Written instruction → Change "white window shutter" to "white shutter panel" everywhere it occurs in the entries below, and give them back otherwise unchanged. Leave the pictures out of your answer.

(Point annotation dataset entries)
□ □ □ □
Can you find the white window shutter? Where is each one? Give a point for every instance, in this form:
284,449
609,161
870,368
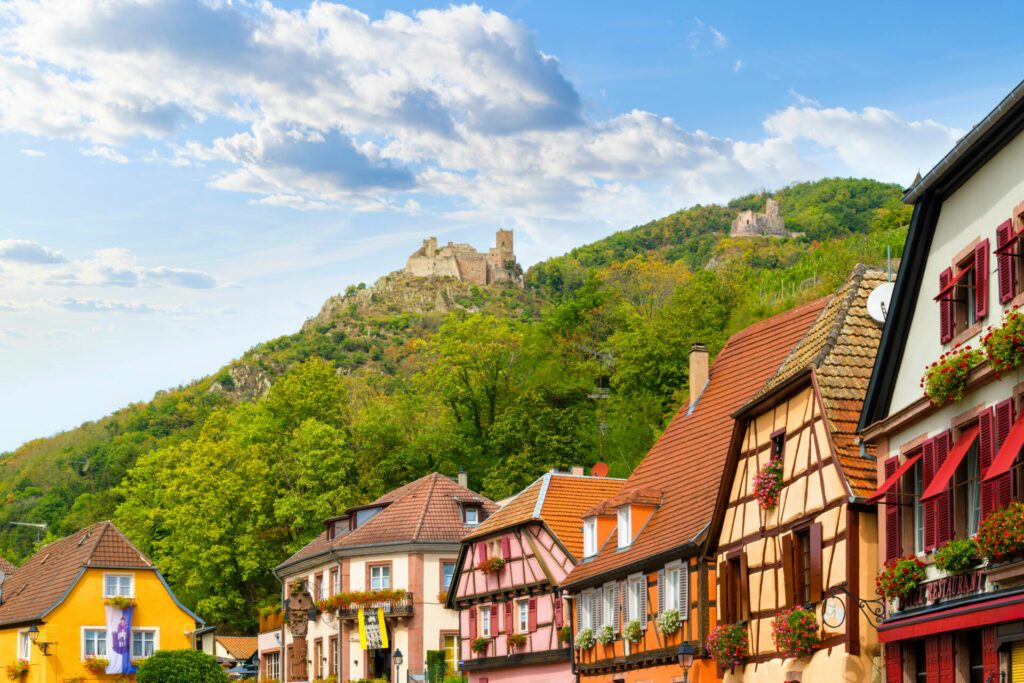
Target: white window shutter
□ □ □ □
Task result →
Can you find the white shutter panel? Where is each one? Give a point for every instance, in this form:
284,449
609,161
870,368
Target: white shutter panel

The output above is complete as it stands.